──────── RECORDS FOR THIS EXERCISE ────────

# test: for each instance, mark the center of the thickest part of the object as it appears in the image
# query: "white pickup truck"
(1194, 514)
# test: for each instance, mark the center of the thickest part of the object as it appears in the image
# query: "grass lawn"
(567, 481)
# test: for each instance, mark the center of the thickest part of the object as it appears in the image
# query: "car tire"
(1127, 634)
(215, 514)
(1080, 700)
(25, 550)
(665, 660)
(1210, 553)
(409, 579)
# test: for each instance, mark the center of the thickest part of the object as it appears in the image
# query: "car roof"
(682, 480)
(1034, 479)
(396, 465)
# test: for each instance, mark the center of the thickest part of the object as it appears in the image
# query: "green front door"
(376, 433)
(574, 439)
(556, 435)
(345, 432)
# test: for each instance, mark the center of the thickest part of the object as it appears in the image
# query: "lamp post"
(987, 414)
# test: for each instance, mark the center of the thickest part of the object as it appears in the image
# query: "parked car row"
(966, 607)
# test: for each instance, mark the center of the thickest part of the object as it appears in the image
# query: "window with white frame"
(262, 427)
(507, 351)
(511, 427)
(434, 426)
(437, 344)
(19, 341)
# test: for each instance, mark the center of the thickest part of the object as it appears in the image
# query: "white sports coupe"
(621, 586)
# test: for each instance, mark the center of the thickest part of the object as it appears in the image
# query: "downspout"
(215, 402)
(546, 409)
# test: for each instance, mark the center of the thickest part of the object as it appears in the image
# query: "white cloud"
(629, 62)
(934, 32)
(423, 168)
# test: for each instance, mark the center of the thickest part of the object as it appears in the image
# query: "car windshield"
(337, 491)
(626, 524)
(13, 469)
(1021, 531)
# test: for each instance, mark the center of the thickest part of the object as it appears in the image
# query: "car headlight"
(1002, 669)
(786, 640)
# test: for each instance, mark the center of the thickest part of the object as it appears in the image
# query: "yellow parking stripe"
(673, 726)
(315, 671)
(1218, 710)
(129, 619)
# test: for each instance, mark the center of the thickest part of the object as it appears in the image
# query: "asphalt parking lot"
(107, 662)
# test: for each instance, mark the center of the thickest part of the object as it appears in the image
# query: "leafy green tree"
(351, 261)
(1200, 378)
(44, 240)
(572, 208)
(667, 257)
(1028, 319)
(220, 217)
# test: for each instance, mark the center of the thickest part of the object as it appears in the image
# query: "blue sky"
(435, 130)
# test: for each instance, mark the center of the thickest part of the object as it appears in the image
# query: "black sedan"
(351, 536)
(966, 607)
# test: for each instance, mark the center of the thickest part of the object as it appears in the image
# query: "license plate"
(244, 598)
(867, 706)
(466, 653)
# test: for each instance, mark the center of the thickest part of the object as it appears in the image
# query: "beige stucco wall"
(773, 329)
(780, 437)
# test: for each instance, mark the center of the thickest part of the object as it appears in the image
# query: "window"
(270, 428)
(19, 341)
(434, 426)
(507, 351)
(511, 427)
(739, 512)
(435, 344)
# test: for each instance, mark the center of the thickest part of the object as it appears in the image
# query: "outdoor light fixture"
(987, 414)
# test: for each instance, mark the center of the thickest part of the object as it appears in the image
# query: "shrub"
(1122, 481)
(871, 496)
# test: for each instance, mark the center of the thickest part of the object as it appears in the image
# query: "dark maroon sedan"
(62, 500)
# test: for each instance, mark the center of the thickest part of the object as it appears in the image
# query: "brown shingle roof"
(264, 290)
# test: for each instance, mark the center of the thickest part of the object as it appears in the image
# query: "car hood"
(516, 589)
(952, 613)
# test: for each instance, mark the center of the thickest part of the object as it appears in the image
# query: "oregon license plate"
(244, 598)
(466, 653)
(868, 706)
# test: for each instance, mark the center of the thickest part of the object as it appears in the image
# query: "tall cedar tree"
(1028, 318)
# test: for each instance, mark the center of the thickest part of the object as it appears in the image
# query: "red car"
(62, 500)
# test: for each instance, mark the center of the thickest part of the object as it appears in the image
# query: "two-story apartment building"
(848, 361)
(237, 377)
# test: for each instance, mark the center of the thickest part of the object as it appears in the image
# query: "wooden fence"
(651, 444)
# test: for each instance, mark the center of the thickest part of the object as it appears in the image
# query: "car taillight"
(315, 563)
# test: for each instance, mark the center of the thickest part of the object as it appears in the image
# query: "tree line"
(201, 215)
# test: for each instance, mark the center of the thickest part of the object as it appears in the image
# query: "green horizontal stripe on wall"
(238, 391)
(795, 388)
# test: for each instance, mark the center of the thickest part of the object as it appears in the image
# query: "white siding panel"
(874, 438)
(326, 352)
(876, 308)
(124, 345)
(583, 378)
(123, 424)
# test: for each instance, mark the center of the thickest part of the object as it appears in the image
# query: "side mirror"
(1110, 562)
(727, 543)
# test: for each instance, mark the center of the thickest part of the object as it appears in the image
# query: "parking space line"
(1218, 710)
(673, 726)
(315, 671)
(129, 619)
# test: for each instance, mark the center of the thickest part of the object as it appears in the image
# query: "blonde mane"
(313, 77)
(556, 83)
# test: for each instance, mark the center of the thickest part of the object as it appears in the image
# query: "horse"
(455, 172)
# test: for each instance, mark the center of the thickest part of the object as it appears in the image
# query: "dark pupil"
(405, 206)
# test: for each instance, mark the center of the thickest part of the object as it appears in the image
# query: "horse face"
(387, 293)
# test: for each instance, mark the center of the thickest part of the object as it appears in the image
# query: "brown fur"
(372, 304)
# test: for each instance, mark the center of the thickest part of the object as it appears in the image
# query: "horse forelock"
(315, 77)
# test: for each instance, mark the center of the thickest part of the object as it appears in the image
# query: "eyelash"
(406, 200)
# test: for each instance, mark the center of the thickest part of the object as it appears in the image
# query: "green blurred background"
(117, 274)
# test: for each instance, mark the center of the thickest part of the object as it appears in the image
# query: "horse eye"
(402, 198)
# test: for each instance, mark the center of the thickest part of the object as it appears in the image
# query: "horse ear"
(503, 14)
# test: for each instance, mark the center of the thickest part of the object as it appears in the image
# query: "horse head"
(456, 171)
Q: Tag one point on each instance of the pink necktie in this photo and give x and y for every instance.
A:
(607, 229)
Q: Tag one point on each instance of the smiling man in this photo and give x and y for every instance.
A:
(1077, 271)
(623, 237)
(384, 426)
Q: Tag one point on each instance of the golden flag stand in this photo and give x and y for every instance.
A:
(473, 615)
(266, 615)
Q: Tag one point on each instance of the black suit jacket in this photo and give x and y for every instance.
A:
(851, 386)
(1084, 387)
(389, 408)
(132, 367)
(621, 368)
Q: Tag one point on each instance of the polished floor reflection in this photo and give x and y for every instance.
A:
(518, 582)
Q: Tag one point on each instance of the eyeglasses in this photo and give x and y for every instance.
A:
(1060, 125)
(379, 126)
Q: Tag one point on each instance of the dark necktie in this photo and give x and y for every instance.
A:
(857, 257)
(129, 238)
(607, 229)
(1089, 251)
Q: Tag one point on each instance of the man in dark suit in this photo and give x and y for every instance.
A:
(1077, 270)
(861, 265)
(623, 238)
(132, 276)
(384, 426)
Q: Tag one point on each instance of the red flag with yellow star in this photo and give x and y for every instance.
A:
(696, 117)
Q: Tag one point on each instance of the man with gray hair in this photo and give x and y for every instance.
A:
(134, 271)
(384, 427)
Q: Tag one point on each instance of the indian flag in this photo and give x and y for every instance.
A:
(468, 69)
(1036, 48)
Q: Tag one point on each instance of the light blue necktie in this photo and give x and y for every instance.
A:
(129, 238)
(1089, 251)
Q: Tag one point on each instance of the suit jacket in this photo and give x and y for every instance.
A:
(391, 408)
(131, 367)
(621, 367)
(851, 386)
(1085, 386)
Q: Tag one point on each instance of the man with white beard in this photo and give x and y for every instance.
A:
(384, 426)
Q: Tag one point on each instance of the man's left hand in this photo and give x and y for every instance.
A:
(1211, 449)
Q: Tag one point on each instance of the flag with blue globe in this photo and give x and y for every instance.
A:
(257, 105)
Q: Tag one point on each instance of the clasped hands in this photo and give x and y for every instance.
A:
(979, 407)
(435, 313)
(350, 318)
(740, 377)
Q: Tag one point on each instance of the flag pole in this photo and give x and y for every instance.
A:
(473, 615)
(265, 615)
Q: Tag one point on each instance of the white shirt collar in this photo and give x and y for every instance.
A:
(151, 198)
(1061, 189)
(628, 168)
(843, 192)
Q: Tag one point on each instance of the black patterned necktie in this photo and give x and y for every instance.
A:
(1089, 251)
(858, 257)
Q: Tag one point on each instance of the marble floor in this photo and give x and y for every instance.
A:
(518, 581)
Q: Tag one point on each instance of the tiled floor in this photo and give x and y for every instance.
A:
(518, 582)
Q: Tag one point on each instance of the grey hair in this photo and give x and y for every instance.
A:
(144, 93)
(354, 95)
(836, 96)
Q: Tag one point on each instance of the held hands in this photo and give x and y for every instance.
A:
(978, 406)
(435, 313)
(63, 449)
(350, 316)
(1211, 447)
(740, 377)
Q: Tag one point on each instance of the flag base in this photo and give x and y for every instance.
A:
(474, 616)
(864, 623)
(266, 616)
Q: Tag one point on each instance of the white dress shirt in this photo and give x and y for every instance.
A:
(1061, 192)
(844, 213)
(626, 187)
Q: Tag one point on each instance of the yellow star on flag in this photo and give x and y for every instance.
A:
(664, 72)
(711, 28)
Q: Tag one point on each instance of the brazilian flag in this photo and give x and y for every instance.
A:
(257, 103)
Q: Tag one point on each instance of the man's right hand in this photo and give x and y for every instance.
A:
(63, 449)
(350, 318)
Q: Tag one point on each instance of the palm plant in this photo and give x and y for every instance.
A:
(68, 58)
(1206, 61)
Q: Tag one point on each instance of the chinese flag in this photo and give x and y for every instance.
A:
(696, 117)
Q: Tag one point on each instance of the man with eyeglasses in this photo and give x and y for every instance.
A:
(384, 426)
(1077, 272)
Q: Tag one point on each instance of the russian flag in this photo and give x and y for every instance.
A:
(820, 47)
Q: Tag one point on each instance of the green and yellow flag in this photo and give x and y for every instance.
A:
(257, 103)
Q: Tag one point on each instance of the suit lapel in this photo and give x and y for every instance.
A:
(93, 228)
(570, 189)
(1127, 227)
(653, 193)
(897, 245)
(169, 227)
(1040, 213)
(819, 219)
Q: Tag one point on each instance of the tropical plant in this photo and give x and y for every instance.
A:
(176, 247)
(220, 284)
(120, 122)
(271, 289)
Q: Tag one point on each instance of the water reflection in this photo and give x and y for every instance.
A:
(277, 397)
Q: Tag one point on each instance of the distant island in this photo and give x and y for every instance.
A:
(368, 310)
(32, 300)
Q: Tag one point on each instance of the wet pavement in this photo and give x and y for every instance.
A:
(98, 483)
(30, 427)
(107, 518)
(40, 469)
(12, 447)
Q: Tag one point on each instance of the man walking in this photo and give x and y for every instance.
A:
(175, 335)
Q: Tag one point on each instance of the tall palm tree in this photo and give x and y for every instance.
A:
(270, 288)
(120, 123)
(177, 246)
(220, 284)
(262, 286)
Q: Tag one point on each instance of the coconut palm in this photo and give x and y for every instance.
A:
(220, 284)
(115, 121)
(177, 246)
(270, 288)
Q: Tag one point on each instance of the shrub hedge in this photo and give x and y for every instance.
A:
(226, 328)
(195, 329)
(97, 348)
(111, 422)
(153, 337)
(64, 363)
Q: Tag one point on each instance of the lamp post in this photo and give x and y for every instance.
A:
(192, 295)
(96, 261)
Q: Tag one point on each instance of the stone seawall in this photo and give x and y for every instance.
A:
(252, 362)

────────

Please copy every line of the data that carries the string "hands".

• **THE COMPLETED TASK**
Q: Tag one point on each instance of the clasped hands in this photo and give x and y for every instance.
Q: Tag one point on each instance of the held hands in this photo and give x and y for every instance.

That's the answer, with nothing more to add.